**TEXT SECTION**

Functional as in _functional programming_. Many of the principles lend themsleves well to data engineering.

 * __immutable data__ - snapshot all the data!
 * __idempotent functions__ - data pipelines are functions that have no side effects
 * __reproducibility__ - foundation of the scientific method (and sanity)
 
 
___ 
 _Check:_ Maxime Beauchemin, founder of Airflow
  * [medium post on functional data engineering](https://medium.com/@maximebeauchemin/functional-data-engineering-a-modern-paradigm-for-batch-data-processing-2327ec32c42a)
  * [youtube video on functional data engineering](https://youtu.be/4Spo2QRTz1k)

## Immutability

Data snapshotting:

![pippi-snaphoting](assets/pippi-pipeline.png)

## Immutability

Data & code dependencies:

![pippi-snaphoting](assets/pippi-snaphots.png)



## Reproducibility

Foundation to do scientific/analytics work.

**AIM OF THE EXERCISE**
Reproduce the portion of the functional data engineering notes between "Functional as in" and "functional data engineering](https://youtu.be/4Spo2QRTz1k)", inclusive, switching "snapshot" to "version".

**DATASET EXTRACT**

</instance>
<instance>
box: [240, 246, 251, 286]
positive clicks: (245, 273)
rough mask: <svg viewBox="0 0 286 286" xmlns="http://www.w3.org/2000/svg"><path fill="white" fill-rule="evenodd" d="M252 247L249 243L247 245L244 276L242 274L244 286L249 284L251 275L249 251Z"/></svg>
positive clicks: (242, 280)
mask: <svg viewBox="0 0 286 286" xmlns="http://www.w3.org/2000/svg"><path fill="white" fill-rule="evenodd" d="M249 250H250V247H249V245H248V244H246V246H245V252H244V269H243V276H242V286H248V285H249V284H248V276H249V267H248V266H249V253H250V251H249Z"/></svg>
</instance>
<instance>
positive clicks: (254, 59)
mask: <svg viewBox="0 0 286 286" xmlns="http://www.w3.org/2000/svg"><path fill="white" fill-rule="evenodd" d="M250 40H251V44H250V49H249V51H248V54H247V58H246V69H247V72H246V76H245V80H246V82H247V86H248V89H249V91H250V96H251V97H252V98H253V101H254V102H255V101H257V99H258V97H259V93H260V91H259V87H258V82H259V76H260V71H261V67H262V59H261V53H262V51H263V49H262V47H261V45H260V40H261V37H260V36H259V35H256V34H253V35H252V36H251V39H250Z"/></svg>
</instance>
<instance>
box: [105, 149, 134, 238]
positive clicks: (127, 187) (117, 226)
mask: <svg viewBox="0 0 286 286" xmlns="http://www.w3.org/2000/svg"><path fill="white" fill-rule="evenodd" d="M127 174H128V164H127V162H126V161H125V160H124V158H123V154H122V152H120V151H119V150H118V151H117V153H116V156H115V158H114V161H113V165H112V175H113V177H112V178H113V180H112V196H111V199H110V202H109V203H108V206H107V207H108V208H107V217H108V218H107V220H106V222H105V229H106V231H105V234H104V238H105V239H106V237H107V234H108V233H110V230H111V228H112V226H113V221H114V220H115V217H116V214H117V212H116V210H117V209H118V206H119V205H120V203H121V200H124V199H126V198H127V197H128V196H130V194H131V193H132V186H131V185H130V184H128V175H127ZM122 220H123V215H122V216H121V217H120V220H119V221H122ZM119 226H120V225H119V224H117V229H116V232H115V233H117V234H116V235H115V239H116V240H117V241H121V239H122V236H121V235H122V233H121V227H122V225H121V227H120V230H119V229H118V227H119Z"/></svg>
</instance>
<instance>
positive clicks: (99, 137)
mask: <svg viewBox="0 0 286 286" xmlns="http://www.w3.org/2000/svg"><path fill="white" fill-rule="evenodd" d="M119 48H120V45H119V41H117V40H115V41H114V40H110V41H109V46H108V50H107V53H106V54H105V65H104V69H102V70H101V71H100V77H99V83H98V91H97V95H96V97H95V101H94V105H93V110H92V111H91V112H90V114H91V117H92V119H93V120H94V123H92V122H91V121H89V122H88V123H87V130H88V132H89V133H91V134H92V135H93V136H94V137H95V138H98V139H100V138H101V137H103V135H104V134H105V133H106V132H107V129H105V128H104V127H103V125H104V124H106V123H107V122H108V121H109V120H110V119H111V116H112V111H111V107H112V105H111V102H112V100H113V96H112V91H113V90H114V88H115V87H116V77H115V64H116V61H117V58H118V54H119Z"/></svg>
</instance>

**TASK RESULT**
Functional as in _functional programming_. Many of the principles lend themsleves well to data engineering.

 * __immutable data__ - version all the data!
 * __idempotent functions__ - data pipelines are functions that have no side effects
 * __reproducibility__ - foundation of the scientific method (and sanity)
 
 
___ 
 _Check:_ Maxime Beauchemin, founder of Airflow
  * [medium post on functional data engineering](https://medium.com/@maximebeauchemin/functional-data-engineering-a-modern-paradigm-for-batch-data-processing-2327ec32c42a)
  * [youtube video on functional data engineering](https://youtu.be/4Spo2QRTz1k)